SET OF TASKS:
• 1. According to the text on bullying in the NHS, what did the Good Governance Institute's investigation conclude about the Dignity at Work Policy?
• 2. Copy a passage word for word from the text on bullying in the NHS. Begin at the words that contain "The report found" and stop after "and physical stress.".

TEXT EXCERPT:
Earlier this year, the Good Governance Institute was commissioned to consider and investigate how the NHS carries out reviews of bullying and harassment under the Dignity at Work Policy. This was following allegations of bullying and harassment at Worcestershire Acute Hospitals NHS Trust. The investigation concluded that The Dignity at Work Policy was ‘not fit for purpose’.

The report found “insufficient evidence to conclude that bullying and harassment is endemic at the Trust”. Although the report did find an “inconsistent and confusing” approach to the way staff concerns were addressed. Additionally the report stated that there was confusion about the definition of bullying.

A Culture of Fear

Culture refers to the implicit standards and values that underpin an organization.

However, the culture of many healthcare organizations is permeated with fear. This negatively affects doctors as well as healthcare co-workers at all levels. It is increasingly difficult for doctors to deliver quality care; nerves are frayed and tempers short. Patients feel compromised, anxious, and overlooked; they look to doctors for solutions. In consequence doctors are experiencing unacceptable levels of mental and physical stress.

Fear & the Brain

The Fear-Free Organization book presents Neuroscientific research that shows the damaging effect fear has on the brain.

In common with all mammals, human beings have evolved with eight basic emotions hard-wired into the brain. Fear, anger, disgust, shame and sadness are the flight/fight/fright/freeze emotions related to escape/avoidance; they prepare us to deal with danger. Love/trust and joy/excitement are the two emotions to do attachment and belonging. Surprise can take us in the direction of either escape/avoidance or attachment.

Excessive and persistent levels of fear create changes in the brain. These changes then interfere with the ability to work, to make decisions and to think with clarity and purpose.


Lord Darzi’s 2008 report concluded there that was a ‘pervasive culture of fear in the NHS’ that directly links to bullying and the failure of staff to speak out and report instances of bullying. A 2015 NHS staff survey showed that 24 per cent of staff said that they had been subject to bullying, with 3 per cent of staff saying they had suffered physical violence from managers or colleagues.

According to the British Medical Association (BMA) hospital doctors are worried about being ‘bullied and harassed’ when raising concerns about patient safety. In a study conducted at hospitals throughout Wales 60% reported raising concerns; 60% of those doctors reported instances of bullying or harassment as a direct result of raising concerns; of those 60%, 40% reported that no action had been taken. The report further stated that underpinning the bullying and harassment of doctors were pressures resulting from unfilled staff vacancies; pressure to work longer hours, the drive to meet targets and having to work in inadequate facilities.

What Doctors can do in the face of fear and bullying

A culture of fear is the perfect breeding ground for bullying behaviour. Bullying and harassment cause anguish; they wreck lives, and destroy the fabric of an organization.

The antidote to fear is quite simple – trust. Although building that trust is more difficult, and can only be born from creating and maintaining good relationships. Strong teams working towards a common goal create a defence against fear and encourages everyone to feel like they are ‘in it together’. Good relationships involve honest and open communication and this is particularly important in healthcare when people are being cared for and lives are on the line. However, it is up to leaders to take note, to realise the importance of eradicating fear in the workplace and follow through on stated policies of zero tolerance of bullying to ensure a fear-free organization is produced.

LISTED RECORDS:

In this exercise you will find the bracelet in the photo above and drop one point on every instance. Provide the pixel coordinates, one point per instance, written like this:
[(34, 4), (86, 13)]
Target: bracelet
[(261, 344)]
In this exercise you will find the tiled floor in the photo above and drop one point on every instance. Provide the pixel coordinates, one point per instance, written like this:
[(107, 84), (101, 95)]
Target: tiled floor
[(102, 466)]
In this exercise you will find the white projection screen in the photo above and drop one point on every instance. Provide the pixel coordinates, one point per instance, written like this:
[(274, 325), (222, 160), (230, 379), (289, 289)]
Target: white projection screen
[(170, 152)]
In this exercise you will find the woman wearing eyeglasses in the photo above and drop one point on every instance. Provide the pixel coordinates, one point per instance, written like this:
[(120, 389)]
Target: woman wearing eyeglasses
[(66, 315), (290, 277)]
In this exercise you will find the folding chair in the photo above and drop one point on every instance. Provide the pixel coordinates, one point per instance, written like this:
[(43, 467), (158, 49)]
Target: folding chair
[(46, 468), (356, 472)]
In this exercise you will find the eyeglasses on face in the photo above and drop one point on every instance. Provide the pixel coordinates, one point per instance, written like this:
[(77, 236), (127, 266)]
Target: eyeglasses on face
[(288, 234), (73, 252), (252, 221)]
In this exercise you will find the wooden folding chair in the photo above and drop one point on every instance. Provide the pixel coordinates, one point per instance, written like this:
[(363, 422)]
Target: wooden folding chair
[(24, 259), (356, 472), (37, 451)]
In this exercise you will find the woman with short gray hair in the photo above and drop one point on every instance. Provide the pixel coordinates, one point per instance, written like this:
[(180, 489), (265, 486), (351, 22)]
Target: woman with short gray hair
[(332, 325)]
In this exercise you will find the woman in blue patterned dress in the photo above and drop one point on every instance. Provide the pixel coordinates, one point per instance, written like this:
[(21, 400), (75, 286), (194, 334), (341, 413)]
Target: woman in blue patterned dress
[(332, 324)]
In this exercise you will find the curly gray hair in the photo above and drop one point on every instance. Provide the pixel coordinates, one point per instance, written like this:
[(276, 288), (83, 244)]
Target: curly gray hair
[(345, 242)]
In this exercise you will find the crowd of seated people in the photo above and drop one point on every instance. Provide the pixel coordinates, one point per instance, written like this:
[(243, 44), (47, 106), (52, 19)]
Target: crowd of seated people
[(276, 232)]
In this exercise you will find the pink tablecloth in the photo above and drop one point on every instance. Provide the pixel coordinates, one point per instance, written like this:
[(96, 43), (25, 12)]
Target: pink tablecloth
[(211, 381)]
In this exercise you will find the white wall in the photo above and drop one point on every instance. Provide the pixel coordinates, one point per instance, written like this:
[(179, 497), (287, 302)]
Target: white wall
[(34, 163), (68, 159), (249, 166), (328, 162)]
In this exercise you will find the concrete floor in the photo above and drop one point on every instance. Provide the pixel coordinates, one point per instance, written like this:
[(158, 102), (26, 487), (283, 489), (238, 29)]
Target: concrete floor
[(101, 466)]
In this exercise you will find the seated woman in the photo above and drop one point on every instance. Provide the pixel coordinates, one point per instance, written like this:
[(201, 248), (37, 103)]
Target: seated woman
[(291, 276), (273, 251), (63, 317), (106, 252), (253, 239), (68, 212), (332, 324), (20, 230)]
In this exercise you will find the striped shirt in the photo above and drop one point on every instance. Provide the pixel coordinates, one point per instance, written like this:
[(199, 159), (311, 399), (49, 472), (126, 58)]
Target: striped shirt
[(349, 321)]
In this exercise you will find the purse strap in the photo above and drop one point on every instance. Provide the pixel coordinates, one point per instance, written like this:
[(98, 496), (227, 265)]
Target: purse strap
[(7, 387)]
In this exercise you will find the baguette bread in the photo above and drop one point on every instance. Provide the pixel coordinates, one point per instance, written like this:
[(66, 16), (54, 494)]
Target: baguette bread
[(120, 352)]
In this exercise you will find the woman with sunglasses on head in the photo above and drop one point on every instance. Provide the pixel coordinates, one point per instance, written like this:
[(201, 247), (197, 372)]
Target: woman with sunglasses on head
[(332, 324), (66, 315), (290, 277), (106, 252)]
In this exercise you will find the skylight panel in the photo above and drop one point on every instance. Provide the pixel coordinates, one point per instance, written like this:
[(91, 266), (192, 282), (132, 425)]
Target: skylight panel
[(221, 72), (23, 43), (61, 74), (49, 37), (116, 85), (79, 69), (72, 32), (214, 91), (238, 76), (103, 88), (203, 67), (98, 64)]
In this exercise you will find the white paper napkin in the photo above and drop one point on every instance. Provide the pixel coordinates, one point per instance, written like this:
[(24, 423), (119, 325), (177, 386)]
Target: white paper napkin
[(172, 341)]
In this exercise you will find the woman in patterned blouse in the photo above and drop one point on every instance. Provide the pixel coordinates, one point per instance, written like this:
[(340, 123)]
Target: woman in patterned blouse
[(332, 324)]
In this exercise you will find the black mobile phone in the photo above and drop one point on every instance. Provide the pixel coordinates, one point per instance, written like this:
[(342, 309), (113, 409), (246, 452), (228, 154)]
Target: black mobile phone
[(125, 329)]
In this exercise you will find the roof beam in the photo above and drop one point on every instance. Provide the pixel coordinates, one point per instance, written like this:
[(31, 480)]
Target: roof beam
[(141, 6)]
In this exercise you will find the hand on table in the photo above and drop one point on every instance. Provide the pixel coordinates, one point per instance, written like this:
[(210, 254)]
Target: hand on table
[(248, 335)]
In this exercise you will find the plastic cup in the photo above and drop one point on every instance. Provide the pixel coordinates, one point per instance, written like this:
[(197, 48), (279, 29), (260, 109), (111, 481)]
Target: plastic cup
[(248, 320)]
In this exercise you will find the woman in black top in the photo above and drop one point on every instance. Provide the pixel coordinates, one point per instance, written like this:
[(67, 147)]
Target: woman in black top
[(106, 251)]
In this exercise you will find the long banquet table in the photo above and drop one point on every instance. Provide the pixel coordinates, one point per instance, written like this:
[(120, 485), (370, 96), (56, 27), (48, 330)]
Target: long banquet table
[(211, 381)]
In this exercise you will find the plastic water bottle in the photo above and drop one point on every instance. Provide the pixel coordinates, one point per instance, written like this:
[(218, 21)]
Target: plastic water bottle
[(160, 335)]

==

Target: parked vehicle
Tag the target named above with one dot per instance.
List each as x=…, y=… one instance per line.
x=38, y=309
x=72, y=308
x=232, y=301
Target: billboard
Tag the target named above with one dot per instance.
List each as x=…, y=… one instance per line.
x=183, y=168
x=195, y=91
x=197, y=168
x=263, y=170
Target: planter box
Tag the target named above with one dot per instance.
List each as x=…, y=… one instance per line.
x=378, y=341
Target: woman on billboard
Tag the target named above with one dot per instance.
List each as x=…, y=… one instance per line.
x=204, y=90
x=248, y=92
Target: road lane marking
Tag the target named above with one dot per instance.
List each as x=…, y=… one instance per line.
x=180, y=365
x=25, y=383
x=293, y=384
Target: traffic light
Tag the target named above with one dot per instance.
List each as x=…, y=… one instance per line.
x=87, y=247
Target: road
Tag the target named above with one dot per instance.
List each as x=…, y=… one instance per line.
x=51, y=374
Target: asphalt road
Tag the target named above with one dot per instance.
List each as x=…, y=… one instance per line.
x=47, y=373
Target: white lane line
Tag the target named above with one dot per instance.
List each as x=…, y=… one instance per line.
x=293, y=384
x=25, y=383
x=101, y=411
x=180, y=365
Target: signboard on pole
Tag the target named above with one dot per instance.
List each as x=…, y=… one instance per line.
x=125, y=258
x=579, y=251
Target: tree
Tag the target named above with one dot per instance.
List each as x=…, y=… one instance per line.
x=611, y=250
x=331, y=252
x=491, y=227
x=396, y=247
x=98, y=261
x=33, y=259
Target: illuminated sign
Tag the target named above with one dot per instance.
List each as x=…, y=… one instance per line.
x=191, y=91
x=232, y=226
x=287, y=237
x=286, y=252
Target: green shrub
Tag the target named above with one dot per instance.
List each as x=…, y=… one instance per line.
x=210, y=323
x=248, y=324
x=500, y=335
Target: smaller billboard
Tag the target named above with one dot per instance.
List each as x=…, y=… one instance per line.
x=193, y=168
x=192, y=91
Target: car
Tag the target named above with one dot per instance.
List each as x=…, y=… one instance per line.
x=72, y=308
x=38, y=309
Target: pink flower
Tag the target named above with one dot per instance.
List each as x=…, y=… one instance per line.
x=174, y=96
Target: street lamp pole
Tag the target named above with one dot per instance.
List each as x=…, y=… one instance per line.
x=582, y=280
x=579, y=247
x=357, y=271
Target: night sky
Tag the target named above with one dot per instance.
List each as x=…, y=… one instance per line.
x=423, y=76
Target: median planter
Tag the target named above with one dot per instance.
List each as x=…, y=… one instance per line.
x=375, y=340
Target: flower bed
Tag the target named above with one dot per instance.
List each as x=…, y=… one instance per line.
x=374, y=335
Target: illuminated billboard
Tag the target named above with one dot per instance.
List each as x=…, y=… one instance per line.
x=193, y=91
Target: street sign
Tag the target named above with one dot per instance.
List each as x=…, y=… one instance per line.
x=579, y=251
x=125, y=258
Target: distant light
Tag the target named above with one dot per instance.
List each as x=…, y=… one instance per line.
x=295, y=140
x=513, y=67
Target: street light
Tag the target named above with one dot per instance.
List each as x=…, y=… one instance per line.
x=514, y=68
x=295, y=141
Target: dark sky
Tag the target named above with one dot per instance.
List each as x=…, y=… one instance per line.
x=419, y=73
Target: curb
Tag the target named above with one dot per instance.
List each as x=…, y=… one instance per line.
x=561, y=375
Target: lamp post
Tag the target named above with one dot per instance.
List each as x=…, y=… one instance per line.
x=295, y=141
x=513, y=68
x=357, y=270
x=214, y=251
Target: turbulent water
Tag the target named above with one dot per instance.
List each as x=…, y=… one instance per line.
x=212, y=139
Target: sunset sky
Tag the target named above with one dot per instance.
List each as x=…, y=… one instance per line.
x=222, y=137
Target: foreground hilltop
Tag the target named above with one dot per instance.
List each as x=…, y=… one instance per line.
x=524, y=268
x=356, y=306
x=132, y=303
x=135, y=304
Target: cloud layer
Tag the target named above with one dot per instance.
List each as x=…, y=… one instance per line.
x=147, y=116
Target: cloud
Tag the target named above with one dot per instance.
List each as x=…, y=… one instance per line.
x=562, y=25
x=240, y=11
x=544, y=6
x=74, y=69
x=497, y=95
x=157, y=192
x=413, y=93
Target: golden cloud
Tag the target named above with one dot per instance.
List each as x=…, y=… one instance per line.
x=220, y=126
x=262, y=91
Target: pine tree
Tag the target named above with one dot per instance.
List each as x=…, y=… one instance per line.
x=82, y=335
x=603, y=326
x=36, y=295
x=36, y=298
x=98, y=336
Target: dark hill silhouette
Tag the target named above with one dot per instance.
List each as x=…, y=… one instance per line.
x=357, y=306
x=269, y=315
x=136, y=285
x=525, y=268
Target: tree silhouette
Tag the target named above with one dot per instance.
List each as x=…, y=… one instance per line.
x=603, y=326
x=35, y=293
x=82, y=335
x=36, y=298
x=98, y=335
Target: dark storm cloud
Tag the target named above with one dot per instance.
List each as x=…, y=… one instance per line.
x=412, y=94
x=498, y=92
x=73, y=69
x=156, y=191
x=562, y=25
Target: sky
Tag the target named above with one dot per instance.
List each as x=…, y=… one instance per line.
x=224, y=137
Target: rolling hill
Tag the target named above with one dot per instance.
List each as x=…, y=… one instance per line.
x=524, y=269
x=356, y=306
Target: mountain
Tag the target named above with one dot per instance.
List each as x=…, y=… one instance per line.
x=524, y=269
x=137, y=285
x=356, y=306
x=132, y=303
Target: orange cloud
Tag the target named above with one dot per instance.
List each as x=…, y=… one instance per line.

==

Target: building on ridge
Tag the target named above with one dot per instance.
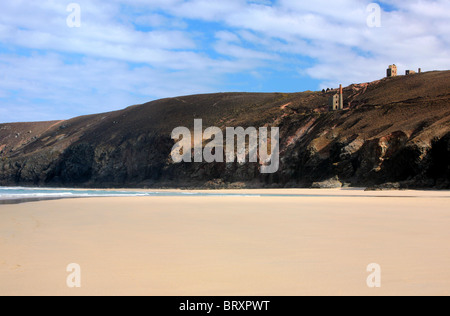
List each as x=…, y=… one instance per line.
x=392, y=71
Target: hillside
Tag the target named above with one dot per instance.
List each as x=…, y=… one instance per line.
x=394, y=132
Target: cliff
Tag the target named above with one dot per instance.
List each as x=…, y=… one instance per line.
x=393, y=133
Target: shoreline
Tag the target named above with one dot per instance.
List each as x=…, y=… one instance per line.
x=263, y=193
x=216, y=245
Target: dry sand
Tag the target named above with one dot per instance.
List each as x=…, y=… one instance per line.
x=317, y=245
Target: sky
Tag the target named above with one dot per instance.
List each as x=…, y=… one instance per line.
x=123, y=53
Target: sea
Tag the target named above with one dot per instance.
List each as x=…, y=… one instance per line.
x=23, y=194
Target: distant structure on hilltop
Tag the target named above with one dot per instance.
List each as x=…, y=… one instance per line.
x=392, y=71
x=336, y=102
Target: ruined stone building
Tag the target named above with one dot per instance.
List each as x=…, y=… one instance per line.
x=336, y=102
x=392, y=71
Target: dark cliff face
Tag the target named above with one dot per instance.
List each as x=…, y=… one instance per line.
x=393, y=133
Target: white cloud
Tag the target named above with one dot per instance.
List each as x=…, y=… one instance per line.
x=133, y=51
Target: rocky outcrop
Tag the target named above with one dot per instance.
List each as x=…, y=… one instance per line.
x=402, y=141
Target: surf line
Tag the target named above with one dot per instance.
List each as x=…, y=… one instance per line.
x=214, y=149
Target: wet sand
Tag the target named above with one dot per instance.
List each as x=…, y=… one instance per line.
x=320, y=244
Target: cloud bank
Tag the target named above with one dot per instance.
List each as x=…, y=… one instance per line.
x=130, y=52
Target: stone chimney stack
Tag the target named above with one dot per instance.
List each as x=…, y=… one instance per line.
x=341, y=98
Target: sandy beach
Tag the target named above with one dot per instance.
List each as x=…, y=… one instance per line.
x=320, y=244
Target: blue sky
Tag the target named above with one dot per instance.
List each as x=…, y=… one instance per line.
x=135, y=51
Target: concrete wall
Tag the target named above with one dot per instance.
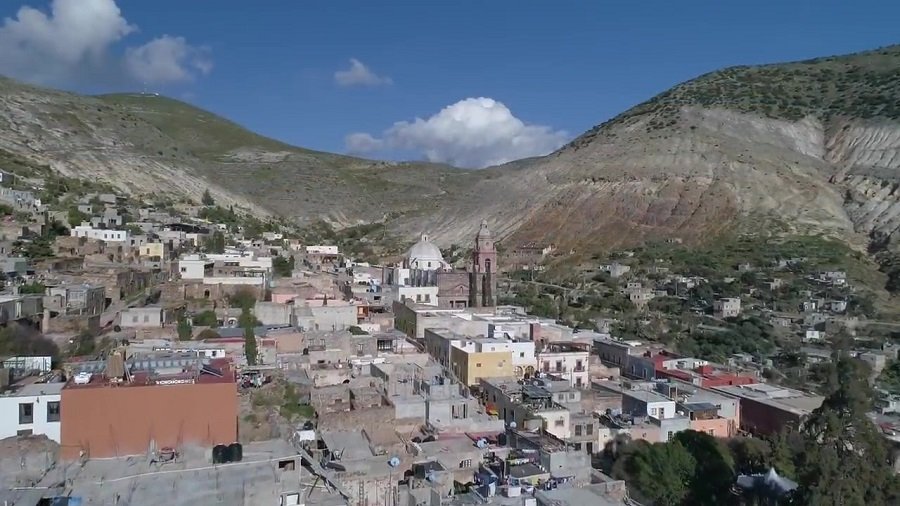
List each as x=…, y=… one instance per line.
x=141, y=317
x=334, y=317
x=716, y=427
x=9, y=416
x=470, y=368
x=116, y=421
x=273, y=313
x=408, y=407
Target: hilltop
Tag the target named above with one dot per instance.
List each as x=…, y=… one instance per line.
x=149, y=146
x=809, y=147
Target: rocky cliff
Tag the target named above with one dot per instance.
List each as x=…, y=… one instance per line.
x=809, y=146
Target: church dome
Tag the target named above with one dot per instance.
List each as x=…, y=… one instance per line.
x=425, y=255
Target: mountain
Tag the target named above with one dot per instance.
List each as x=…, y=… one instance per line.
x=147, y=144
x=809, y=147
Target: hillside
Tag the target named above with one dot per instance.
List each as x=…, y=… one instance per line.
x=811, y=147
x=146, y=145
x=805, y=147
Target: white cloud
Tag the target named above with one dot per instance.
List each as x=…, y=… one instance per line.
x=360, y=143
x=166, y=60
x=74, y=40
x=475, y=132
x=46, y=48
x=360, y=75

RESPONSES PER TASK:
• 1. It concluded that the policy was "not fit for purpose."

• 2.
The report found “insufficient evidence to conclude that bullying and harassment is endemic at the Trust”. Although the report did find an “inconsistent and confusing” approach to the way staff concerns were addressed. Additionally the report stated that there was confusion about the definition of bullying.

A Culture of Fear

Culture refers to the implicit standards and values that underpin an organization.

However, the culture of many healthcare organizations is permeated with fear. This negatively affects doctors as well as healthcare co-workers at all levels. It is increasingly difficult for doctors to deliver quality care; nerves are frayed and tempers short. Patients feel compromised, anxious, and overlooked; they look to doctors for solutions. In consequence doctors are experiencing unacceptable levels of mental and physical stress.